<<<<

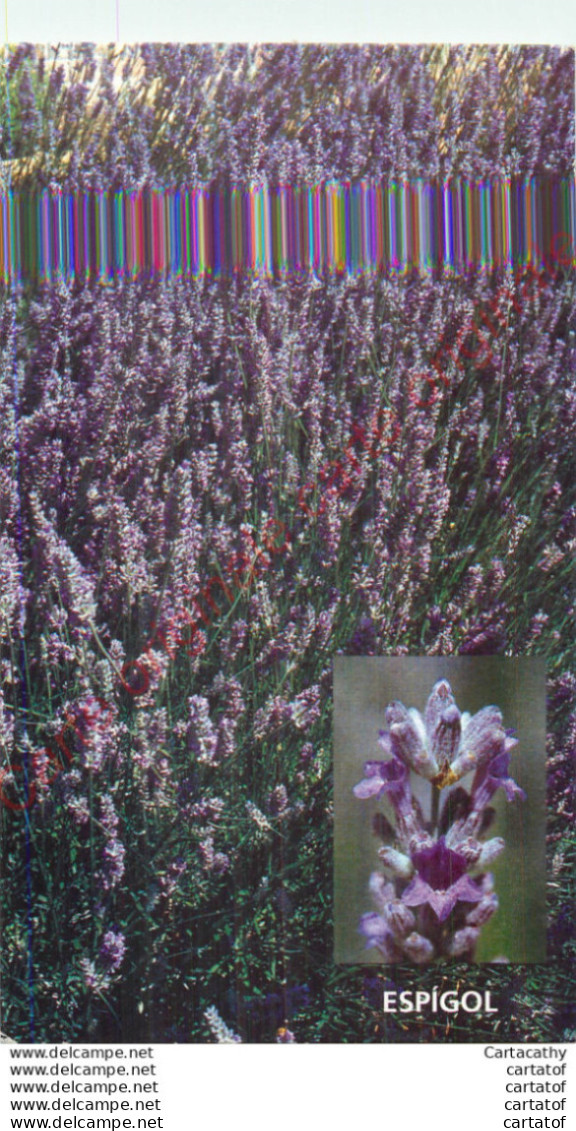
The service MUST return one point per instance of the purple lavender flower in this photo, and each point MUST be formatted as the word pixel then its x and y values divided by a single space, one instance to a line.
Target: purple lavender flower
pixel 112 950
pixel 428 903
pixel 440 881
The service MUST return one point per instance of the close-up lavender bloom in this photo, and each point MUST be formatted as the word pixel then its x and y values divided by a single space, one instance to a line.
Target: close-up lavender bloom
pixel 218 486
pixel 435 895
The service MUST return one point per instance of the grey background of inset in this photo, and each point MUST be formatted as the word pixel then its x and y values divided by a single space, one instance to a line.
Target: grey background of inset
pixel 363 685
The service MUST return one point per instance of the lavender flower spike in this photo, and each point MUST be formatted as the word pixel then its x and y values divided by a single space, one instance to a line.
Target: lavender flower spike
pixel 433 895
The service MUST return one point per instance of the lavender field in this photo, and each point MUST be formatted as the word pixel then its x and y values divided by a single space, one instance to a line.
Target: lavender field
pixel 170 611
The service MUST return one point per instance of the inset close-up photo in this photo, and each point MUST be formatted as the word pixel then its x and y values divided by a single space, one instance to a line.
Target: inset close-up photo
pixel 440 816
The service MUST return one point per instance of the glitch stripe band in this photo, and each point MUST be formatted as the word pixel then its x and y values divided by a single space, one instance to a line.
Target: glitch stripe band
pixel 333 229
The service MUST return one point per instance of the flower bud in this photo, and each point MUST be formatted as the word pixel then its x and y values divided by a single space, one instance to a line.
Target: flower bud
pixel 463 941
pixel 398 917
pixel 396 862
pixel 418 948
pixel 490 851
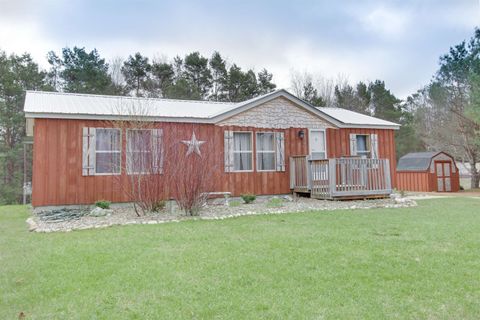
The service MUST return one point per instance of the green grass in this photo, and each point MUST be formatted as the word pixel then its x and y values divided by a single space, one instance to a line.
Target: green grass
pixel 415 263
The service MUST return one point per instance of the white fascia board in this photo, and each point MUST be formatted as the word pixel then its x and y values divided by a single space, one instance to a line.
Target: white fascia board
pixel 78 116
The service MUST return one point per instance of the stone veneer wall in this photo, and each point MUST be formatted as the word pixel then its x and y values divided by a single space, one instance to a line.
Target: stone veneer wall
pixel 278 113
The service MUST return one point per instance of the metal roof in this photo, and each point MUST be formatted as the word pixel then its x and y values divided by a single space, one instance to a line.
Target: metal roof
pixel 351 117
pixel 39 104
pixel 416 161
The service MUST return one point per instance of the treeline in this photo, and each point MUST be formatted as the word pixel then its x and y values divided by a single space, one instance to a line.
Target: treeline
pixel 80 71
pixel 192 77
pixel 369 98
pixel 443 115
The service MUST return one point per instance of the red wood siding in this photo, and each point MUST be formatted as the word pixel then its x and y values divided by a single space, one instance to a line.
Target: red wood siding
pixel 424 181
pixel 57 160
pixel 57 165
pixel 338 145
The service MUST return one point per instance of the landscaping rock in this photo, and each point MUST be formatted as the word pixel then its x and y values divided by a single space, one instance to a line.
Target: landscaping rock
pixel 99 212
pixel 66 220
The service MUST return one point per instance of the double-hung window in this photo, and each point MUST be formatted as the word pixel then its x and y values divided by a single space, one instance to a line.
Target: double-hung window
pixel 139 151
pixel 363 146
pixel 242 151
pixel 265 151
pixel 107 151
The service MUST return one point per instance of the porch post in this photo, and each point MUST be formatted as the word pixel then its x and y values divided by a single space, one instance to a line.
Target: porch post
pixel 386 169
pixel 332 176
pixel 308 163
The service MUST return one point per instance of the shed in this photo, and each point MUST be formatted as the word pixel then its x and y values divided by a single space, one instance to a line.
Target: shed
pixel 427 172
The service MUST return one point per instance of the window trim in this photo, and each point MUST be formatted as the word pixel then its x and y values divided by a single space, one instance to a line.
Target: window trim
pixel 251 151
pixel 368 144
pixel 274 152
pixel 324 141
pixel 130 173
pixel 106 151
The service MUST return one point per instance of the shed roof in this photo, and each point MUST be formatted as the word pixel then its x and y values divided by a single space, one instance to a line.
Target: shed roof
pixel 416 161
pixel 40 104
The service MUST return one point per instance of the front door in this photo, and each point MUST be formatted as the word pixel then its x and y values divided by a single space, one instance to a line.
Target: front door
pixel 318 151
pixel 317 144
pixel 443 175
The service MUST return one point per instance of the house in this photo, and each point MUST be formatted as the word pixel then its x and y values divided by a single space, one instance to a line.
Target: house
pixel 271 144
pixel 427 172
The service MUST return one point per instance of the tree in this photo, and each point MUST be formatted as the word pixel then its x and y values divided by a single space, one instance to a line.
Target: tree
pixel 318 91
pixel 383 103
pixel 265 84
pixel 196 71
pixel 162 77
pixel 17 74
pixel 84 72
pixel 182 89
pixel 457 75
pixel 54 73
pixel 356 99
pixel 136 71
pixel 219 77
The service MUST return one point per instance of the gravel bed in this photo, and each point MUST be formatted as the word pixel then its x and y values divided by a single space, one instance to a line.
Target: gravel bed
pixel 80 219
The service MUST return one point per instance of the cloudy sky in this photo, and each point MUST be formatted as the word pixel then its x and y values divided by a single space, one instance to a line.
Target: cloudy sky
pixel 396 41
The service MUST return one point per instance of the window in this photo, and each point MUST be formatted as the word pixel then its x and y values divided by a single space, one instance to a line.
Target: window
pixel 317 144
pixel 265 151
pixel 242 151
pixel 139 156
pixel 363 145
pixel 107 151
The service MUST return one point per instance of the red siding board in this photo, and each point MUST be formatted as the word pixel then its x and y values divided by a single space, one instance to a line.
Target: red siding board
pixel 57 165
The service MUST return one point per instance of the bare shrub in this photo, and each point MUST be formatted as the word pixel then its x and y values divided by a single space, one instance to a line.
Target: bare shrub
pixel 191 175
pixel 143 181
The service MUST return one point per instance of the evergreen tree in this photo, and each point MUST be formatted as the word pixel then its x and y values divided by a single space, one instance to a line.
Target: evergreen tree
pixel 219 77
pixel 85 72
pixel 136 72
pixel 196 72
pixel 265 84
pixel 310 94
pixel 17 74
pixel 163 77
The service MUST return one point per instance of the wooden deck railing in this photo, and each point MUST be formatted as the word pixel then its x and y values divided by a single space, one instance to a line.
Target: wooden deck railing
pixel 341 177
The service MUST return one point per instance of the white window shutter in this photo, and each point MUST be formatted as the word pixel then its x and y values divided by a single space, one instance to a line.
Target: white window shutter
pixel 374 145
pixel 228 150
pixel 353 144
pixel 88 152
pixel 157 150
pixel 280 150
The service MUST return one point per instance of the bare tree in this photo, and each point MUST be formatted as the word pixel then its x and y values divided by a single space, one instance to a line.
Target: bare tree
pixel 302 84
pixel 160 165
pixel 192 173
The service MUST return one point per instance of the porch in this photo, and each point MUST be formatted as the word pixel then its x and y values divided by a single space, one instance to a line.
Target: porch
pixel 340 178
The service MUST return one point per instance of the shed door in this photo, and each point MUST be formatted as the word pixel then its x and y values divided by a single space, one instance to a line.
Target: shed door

>>>>

• _Exercise aim_: From the records above, pull out the lines between the one holding "of the landscaping" and the one holding "pixel 308 163", inclusive, and reproduce them verbatim.

• _Complete response_:
The service MUST return one point per instance of the landscaping rock in this photo, and each point MUST be formatted as the word pixel then its x and y values divided by a single space, one instance to a line.
Target: landscaping rock
pixel 99 212
pixel 66 220
The service MUST return one point per instance of the double-hung window in this photo, and each point MUST be formatted as the word pixel then its x and y values divided by a single space, one instance to a line.
Target: double-hung window
pixel 139 151
pixel 363 146
pixel 242 151
pixel 265 151
pixel 107 151
The service MUST return one point per instance of the porch post in this photo, and each point MUST be formatted as the word pixel then its x and y values divided by a single space, one instance to a line.
Target: porch post
pixel 386 169
pixel 332 176
pixel 308 163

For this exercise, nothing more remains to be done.